> _GIVEN TEXT_
══════════════════════════════

But good to see The Flaming Lips finally emerge from the New Bands tent (after a decade or so) and I'm curious to discover the reaction the Sugababes will get, as a "pop" act - Daphne and Celeste were a very different kind of pop band but I'll never forget watching them being forced off the stage at Reading 2000. The festival vibe was in full swing that day - true to the spirit of the occasion a random bloke kindly offered me a plastic coke bottle containing piss to lob at the poor girls on stage, if I so wished.

But hang on, what's this? - Saturday night headliners on the Pyramid Stage - Radiohead. And on the One World stage - Lamb. The horror: a merciless clash. Shit shit shit. BASTARDS! HOW DARE THEY?! FUCK THEM!

Ruined. I may as well not go. According to Matt's countdown clock I have 27 days within which to work this issue out. It's going to be a tough one.

Louise Rhodes

or

Thom Yorke

Hmm, maybe it's not all that tough after all.

24 - posted at 10:42:20
permalink

Click here to add a comment


Tuesday 20th May 2003

A poem by CP Cavafy, a Greek poet unknown to me until about a month ago, which is a shame.

Voices

Ideal and beloved voices
of those who are dead, or of those
who are lost to us like the dead.

Sometimes they speak to us in our dreams;
sometimes in thought the mind hears them.

And with their sound for a moment return
other sounds from the first poetry of our life --
like distant music that dies off in the night.

23 - posted at 10:22:35
permalink

Click here to add a comment


Wednesday 14th May 2003

Ali G in the USA is broadcast in the USA, and has been met with an unenthusiastic response. While the States produces some of the funniest comedy around - Seinfeld, The Simpsons, South Park, Futurama plus all those films - it doesn't surprise me that American don't 'get' Ali G. I'm quite glad they don't, to be honest. British comedy is very parochial and funny mainly to those in the parish - whether it's the more stylish and subtle programmes like Spaced or the brilliantly puerile such as Bottom, it is characterised by its Britishness. Americans wouldn't get it, not because of the often argued assumption that they have no sense of irony, but because they aren't British, they don't give a shit about the British and they're quite happy with their own products. The only reason that good American comedy is so popular in this country is because, having had to swallow over the past 40 years a interminable volume of American culture, the British are familiar with American humour, understand it and have grown to like it. The mistake that is often made is that the reverse might be true. Why should it be? It's no surprise to me that the only comedy that has managed to sucessfully travel to the States is either the very basic (Benny Hill) or those broad comedies made with a very decided objective of attracting an American audience - Four Weddings, Shakespeare in Love, Bean...there are of course exceptions, Monty Python being the most evident.

However two things relating to the States's rejection of Ali G do bother me. First, apparently some victims, like Ralph 'man of the people' Nader are considering suing. Grow up, you fucking humourless idiot.

══════════════════════════════

Please rewrite the blog text from "A poem by CP" up to and including "mind hears them.", changing "dead" to "departed".

> _RECORDED DATA_

══════════════════════════════

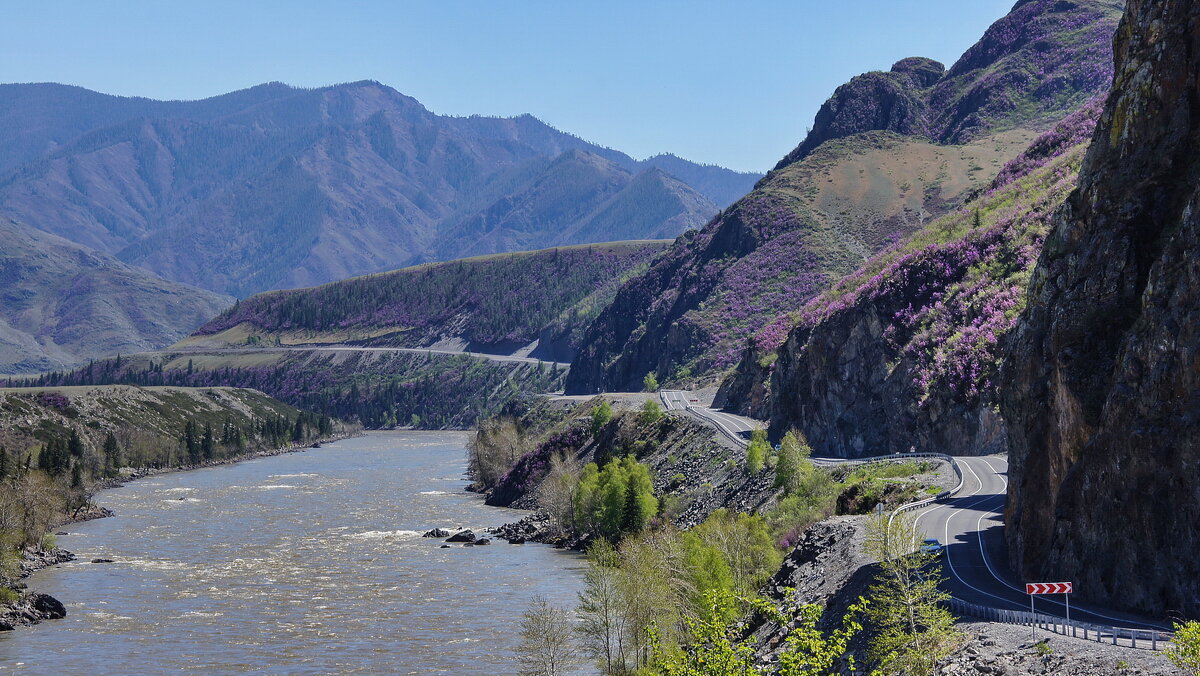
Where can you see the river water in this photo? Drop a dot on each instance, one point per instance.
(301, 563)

══════════════════════════════

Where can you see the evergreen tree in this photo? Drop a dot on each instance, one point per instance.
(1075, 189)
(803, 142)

══════════════════════════════

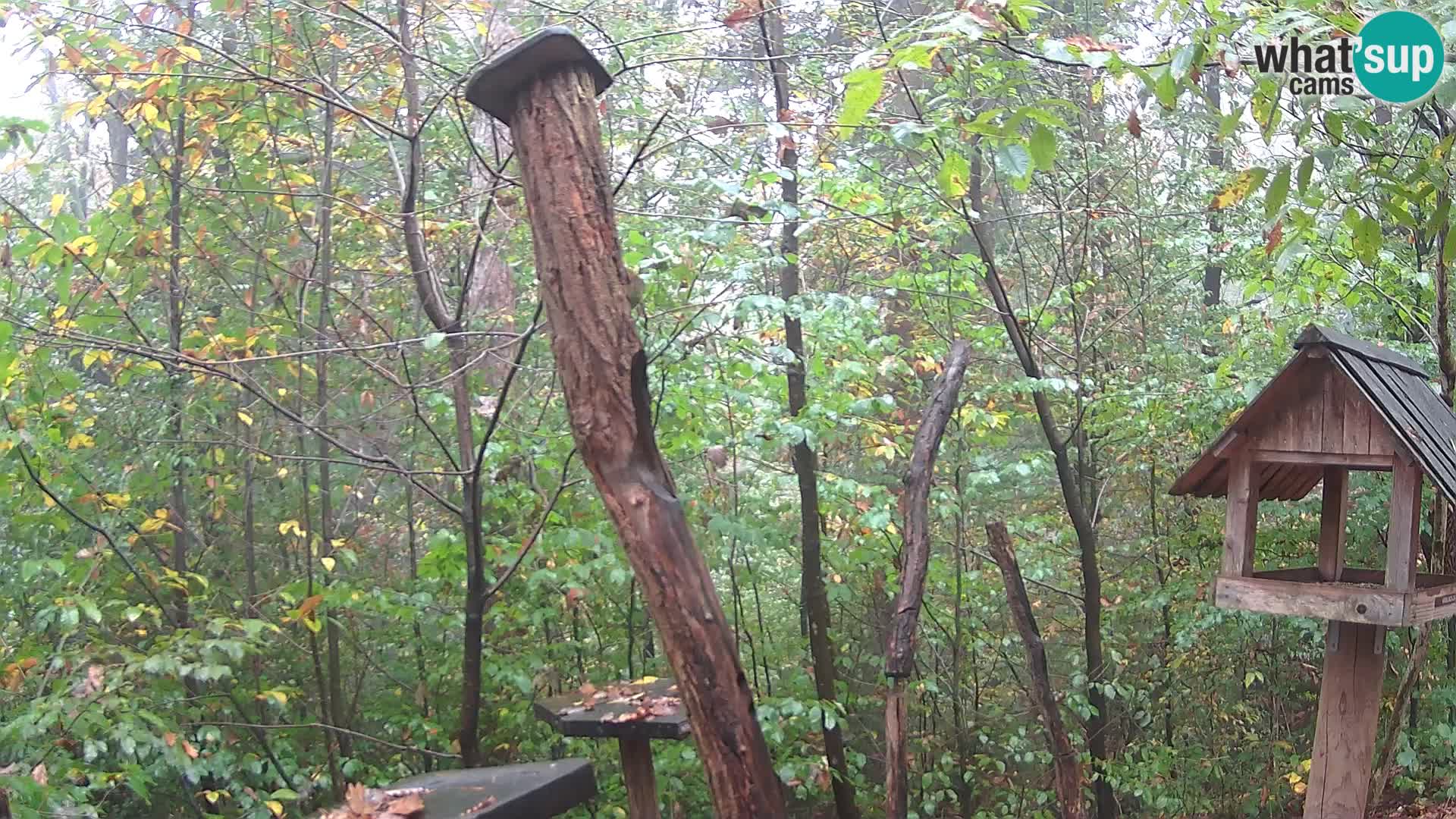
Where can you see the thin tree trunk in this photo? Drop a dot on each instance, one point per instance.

══════════════════════════════

> _RESULT FOR THIS EXERCISE_
A poem by CP Cavafy, a Greek poet unknown to me until about a month ago, which is a shame.

Voices

Ideal and beloved voices
of those who are departed, or of those
who are lost to us like the departed.

Sometimes they speak to us in our dreams;
sometimes in thought the mind hears them.